▸ **WHAT NEEDS TO BE DONE**
How many lines in the records below contain the word "stem"? Reply with the number alone.

## start

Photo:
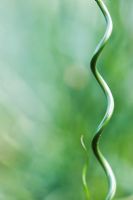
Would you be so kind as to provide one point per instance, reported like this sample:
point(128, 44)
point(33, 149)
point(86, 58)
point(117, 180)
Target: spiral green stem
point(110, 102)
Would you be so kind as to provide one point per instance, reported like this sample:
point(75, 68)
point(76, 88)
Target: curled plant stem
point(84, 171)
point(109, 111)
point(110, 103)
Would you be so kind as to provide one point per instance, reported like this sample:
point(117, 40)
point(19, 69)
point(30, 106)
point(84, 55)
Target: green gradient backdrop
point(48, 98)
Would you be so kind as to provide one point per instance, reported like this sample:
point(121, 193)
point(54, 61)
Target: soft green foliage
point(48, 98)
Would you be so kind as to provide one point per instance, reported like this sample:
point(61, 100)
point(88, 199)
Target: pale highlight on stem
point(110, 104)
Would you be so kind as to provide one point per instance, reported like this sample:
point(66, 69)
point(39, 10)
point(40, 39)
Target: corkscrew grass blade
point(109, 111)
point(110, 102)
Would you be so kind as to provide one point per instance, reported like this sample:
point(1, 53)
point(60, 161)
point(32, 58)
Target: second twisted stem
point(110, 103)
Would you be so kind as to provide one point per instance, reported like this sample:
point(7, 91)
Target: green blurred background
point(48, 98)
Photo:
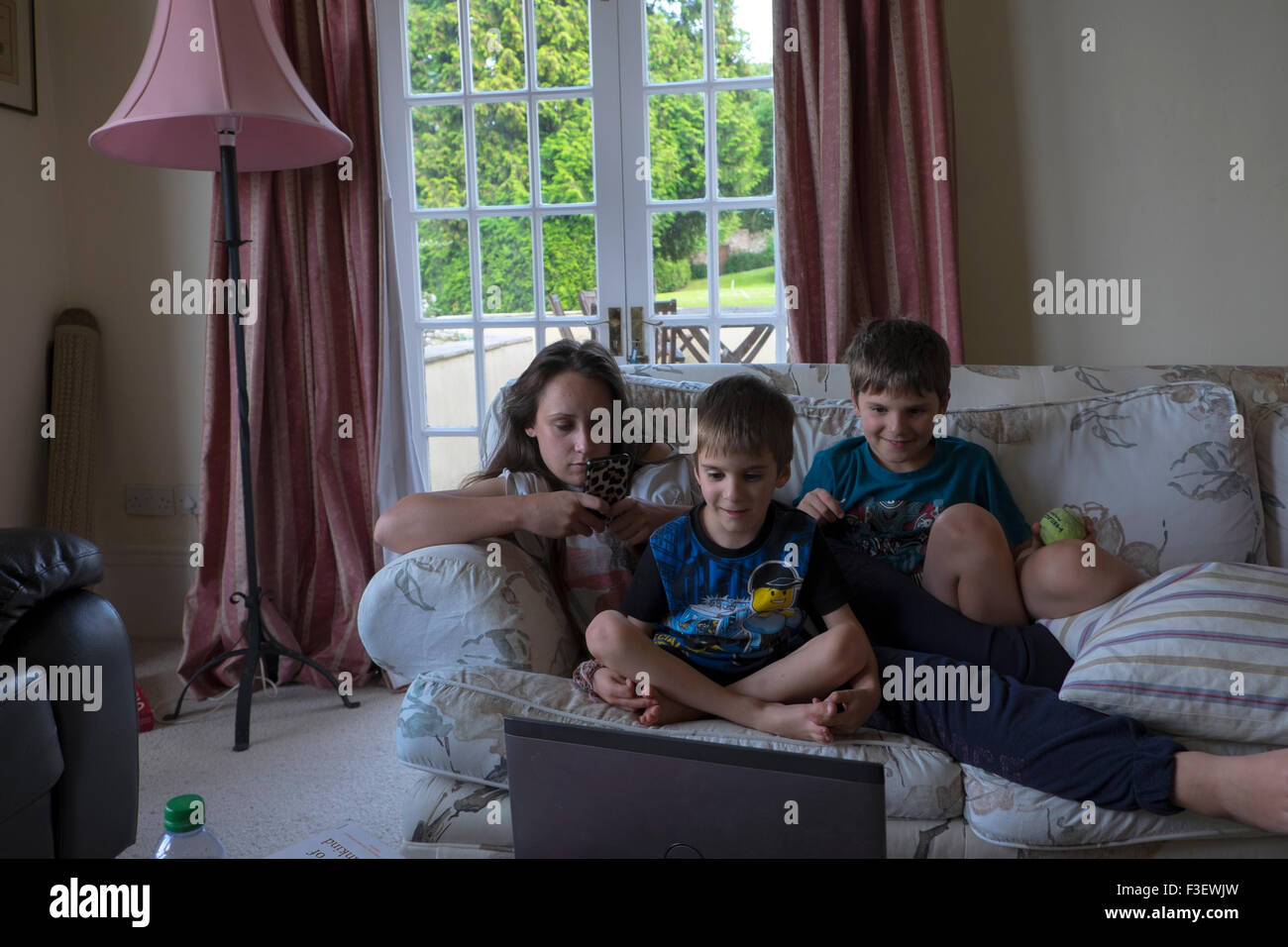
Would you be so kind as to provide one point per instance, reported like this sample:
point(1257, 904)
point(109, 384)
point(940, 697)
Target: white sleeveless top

## end
## start

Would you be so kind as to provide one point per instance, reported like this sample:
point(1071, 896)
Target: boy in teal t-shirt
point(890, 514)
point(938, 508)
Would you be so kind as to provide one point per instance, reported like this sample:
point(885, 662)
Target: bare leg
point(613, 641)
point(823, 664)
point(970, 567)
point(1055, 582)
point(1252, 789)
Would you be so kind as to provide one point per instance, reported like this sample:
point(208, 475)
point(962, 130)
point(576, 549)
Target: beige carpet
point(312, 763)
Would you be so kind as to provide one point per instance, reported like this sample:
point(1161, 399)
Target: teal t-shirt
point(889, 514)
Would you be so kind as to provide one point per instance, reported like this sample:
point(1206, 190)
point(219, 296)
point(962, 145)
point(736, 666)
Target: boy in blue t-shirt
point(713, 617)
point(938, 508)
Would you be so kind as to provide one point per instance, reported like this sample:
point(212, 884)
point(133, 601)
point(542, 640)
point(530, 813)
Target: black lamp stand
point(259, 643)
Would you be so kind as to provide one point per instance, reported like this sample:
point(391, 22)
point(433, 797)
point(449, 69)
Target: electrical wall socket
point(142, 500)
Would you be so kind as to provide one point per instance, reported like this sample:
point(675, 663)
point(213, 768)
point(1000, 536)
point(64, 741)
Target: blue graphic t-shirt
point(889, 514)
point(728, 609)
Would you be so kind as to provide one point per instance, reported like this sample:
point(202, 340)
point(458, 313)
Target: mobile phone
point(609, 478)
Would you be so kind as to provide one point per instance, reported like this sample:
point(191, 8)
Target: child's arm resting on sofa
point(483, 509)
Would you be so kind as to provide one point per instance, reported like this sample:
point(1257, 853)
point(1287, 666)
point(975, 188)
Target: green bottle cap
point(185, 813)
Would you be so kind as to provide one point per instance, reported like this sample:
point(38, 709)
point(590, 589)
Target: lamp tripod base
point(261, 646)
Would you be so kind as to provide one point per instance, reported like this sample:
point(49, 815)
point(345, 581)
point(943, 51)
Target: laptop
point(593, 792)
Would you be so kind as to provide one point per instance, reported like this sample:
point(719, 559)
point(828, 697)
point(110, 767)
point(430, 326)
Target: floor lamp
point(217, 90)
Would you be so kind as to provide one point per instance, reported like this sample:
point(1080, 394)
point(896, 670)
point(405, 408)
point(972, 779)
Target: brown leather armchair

## end
## start

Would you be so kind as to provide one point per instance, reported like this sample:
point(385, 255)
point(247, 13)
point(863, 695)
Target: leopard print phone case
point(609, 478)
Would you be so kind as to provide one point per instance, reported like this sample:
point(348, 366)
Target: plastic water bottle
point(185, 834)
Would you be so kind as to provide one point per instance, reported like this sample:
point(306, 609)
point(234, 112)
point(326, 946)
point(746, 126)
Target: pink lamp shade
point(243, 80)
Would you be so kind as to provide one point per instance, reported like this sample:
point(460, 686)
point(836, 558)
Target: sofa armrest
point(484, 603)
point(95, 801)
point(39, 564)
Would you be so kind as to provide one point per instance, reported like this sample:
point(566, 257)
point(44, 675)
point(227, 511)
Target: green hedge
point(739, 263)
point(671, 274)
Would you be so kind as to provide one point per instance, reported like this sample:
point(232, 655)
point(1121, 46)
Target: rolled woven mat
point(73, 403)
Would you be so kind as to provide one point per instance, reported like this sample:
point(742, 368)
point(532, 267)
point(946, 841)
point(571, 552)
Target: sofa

## end

▸ **EXERCISE RESULT**
4